◆ **RECORDS TO USE**
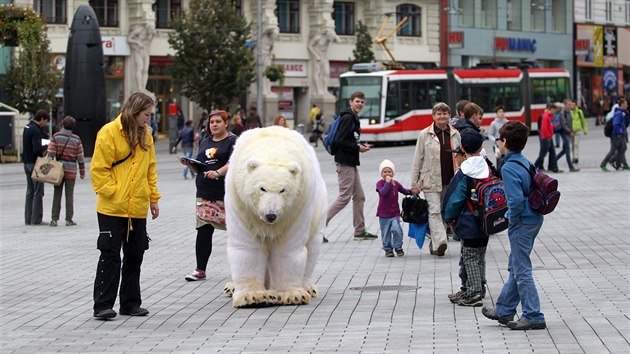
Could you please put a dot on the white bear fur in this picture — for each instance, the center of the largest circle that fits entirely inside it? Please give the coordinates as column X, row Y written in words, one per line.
column 273, row 171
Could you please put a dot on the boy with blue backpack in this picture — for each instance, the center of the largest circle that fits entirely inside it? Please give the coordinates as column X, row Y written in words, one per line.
column 525, row 223
column 458, row 210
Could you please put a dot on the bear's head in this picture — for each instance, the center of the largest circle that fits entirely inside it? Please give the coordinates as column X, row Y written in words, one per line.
column 273, row 188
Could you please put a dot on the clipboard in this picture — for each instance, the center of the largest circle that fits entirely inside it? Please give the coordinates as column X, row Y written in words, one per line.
column 201, row 165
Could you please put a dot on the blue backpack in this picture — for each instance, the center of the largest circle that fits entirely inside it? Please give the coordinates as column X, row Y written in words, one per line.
column 330, row 138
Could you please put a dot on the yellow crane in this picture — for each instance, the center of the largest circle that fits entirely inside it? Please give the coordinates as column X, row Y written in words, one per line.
column 382, row 41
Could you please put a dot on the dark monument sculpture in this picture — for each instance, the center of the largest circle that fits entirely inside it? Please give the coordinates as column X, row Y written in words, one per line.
column 84, row 83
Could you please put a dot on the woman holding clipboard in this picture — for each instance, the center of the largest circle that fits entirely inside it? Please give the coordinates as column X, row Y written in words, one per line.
column 210, row 165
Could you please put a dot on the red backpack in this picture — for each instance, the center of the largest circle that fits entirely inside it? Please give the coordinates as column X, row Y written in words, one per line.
column 543, row 195
column 488, row 204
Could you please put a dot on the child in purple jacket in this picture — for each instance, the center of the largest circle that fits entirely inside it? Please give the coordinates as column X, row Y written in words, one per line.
column 388, row 211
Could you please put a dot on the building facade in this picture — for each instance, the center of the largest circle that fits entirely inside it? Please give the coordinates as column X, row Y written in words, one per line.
column 498, row 32
column 602, row 52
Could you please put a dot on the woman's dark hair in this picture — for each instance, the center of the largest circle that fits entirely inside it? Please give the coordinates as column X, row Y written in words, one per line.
column 515, row 134
column 68, row 123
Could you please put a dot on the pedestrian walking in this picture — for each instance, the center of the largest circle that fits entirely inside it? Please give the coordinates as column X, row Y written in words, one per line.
column 68, row 149
column 33, row 148
column 432, row 170
column 124, row 178
column 214, row 153
column 388, row 210
column 349, row 147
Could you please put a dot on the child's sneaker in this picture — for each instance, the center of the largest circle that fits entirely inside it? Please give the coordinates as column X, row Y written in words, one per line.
column 454, row 297
column 471, row 300
column 198, row 274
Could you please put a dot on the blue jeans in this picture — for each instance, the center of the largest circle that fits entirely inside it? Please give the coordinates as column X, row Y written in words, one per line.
column 391, row 233
column 520, row 286
column 566, row 150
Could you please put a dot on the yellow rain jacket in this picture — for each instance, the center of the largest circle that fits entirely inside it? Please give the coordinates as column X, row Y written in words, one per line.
column 126, row 189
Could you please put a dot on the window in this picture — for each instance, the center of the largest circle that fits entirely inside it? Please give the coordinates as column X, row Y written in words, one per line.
column 467, row 17
column 489, row 13
column 608, row 10
column 53, row 11
column 538, row 19
column 344, row 18
column 549, row 90
column 405, row 96
column 289, row 16
column 489, row 97
column 559, row 16
column 166, row 11
column 588, row 9
column 106, row 12
column 370, row 86
column 411, row 28
column 514, row 15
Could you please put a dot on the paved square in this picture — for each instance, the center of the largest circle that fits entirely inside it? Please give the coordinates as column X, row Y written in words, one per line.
column 581, row 260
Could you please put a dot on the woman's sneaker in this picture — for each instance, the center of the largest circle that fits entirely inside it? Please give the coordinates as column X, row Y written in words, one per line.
column 198, row 274
column 471, row 301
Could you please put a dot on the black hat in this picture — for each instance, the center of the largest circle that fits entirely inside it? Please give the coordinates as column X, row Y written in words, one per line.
column 471, row 141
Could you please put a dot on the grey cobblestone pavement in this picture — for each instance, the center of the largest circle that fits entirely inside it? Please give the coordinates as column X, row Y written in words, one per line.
column 581, row 266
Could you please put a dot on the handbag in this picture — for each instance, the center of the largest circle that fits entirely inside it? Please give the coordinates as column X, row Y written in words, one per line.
column 415, row 210
column 211, row 211
column 48, row 170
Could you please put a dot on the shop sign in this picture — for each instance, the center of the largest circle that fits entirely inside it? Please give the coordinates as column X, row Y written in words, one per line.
column 456, row 40
column 582, row 46
column 594, row 56
column 509, row 44
column 294, row 68
column 610, row 46
column 115, row 46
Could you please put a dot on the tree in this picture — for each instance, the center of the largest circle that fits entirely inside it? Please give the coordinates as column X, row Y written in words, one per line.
column 363, row 52
column 30, row 84
column 212, row 62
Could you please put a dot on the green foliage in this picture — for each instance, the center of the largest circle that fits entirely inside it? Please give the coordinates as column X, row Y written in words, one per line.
column 275, row 73
column 30, row 83
column 363, row 52
column 212, row 62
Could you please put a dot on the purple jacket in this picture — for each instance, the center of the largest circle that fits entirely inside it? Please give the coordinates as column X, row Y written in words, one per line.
column 388, row 198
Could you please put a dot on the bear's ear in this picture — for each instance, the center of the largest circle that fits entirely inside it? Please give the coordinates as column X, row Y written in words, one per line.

◆ **TASK BRIEF**
Retype the data above exactly; pictures are not part of the copy.

◆ **COMPLETED TASK**
Could you please put a dot on the white bear fur in this picture — for each instance, the center of the largest circle that fits entirely inside it? Please give the coordinates as column X, row Y written in words, one per line.
column 273, row 171
Could you please put a dot on the boy with blue backpack in this picture — for each instance, the center of the largest circle that fits entirely inside it? Please give the coordinates as column X, row Y written in words, one per line.
column 525, row 223
column 458, row 210
Could you please put a dot on the bear's head in this picture — for each instance, the center of the largest circle that fits entirely inside it? Please give the coordinates as column X, row Y written in words, one per line.
column 273, row 188
Could you please put a dot on the clipboard in this picture — for each instance, the center of the largest circle that fits entirely inside it? Please give the coordinates as column X, row Y written in words, one per line.
column 201, row 165
Could you please put a dot on the blue backpack in this picture — for each instance, the center of the largest circle that fits entirely inside it? Please give the coordinates as column X, row Y written in words, one per line.
column 330, row 138
Could you please put a dot on the yellow crane in this picture — for each instance, the center of the largest circle that fits entirely inside it? Please give the coordinates as column X, row Y written in words, one per line.
column 382, row 41
Could you please put a dot on the dark monument sculpture in this picture — for each instance, the center of the largest circle that fits entirely inside it? Please give the coordinates as column X, row Y written in words, one per line.
column 84, row 83
Could you please put a dot on the woman holding clipboard in this picture — for each instance, the center of the largest circle that fits entirely inside it? Please give the coordinates as column X, row Y written in words, one per line.
column 210, row 165
Could you please put a dot on the red backpack in this picture — for each instance, the center of the largest circle that fits entirely inside it? Please give the coordinates as column X, row Y written in words, one per line.
column 543, row 195
column 488, row 204
Could you please put a dot on the child in purple jacket in this picture — for each instance, the center of the largest circle that fits entirely inside it? Please give the coordinates as column X, row Y written in words, one per line.
column 388, row 211
Could you please put a dot on the building facade in this picture — for each instance, the center of the largest circle that fits entirely inside it? Please give the coordinates as column X, row Y written in words, one per line.
column 498, row 32
column 602, row 52
Could you please put a dot on the woman's dark hair in this picture — for each instance, the center of the largest circle that fits entirely inside it? Please give the coordinates as column X, row Y written in words, one per line.
column 515, row 134
column 68, row 123
Could you please put a dot on the pedestrian walking in this picture — for each instance, the center of the largest circle that fits entirely inside it? Please give the coordinates as column X, row Y written in words, one per line.
column 68, row 149
column 33, row 148
column 432, row 170
column 124, row 178
column 214, row 153
column 388, row 210
column 349, row 147
Could you please put a dot on the child's sneaker in this picture — for each instance, the center of the largest circle that fits entirely inside it? Please give the coordinates as column X, row Y written in words, one per line.
column 454, row 297
column 471, row 300
column 198, row 274
Could you please put a dot on the blue jeans in this picture — for each instance, the center of the largest circle that fits entirely inside it? Please give the coordinates as column X, row Y written in words, one per line.
column 391, row 233
column 520, row 286
column 566, row 150
Could you please put a dot on the yellow rain jacket in this picture — for each instance, the center of the largest circle that fits entirely inside it? Please give the coordinates as column X, row Y written in words, one per line.
column 126, row 189
Could you please put a dot on the window in this picture — for each instance, the center of the largest circle that fits entirely inside it? Please give the coordinates as column X, row Y written in words, one per line.
column 467, row 17
column 489, row 13
column 608, row 10
column 53, row 11
column 538, row 19
column 344, row 18
column 549, row 90
column 405, row 96
column 289, row 16
column 489, row 97
column 559, row 16
column 166, row 11
column 588, row 9
column 106, row 12
column 370, row 86
column 411, row 28
column 514, row 15
Could you please put a dot on the paved square in this picture — for each instance, the center of the largest circle that fits entirely inside it? Please give the coordinates as column X, row Y written in words, one per line.
column 581, row 260
Could you please put a dot on the woman's sneaker in this picture — for each instance, the center of the largest circle that fits entirely inside it? Please give the coordinates as column X, row Y written in words, one per line.
column 198, row 274
column 471, row 301
Could you please put a dot on the black hat in this picture — for each instance, the center of the largest circle that fits entirely inside it? Please give the coordinates as column X, row Y written in words, one per line.
column 471, row 141
Could you please put a dot on the grey cobblestone pavement in this picture — for each instance, the center of the largest circle that fits entirely inside it? Please give the coordinates as column X, row Y written in words, one per line.
column 581, row 266
Could you please put a dot on the handbag in this picture — for each instance, the center of the largest circle that fits entirely inside it? Please give the coordinates as column X, row Y written in words, one per line.
column 415, row 210
column 211, row 211
column 48, row 170
Could you please put a dot on the shop sign in this picture — for each instance, the center of the largest circle that fits entirely inside it? Please give the coordinates as column X, row Y written in words, one per line.
column 456, row 40
column 582, row 46
column 594, row 56
column 509, row 44
column 294, row 68
column 610, row 46
column 115, row 46
Could you please put a dot on the tree in this picture — for each instance, the center of the largest circle that fits entirely inside it? Please give the coordinates as column X, row Y written in words, one per line.
column 363, row 52
column 30, row 84
column 212, row 62
Could you please put a dot on the green foliage in this picture — for each instance, the center of the largest circle that fits entirely inside it? Please give the coordinates as column X, row Y written in words, one per line.
column 275, row 73
column 30, row 83
column 363, row 52
column 212, row 62
Could you please put a dot on the purple jacket in this picture — for each instance, the center of the largest circle that fits entirely inside it? Please give the coordinates as column X, row Y written in words, one per line.
column 388, row 198
Could you please put a dot on the bear's ear in this picture — for each instance, the center of the largest circle that fits entirely inside it? Please give the coordinates as column X, row Y written in words, one per line.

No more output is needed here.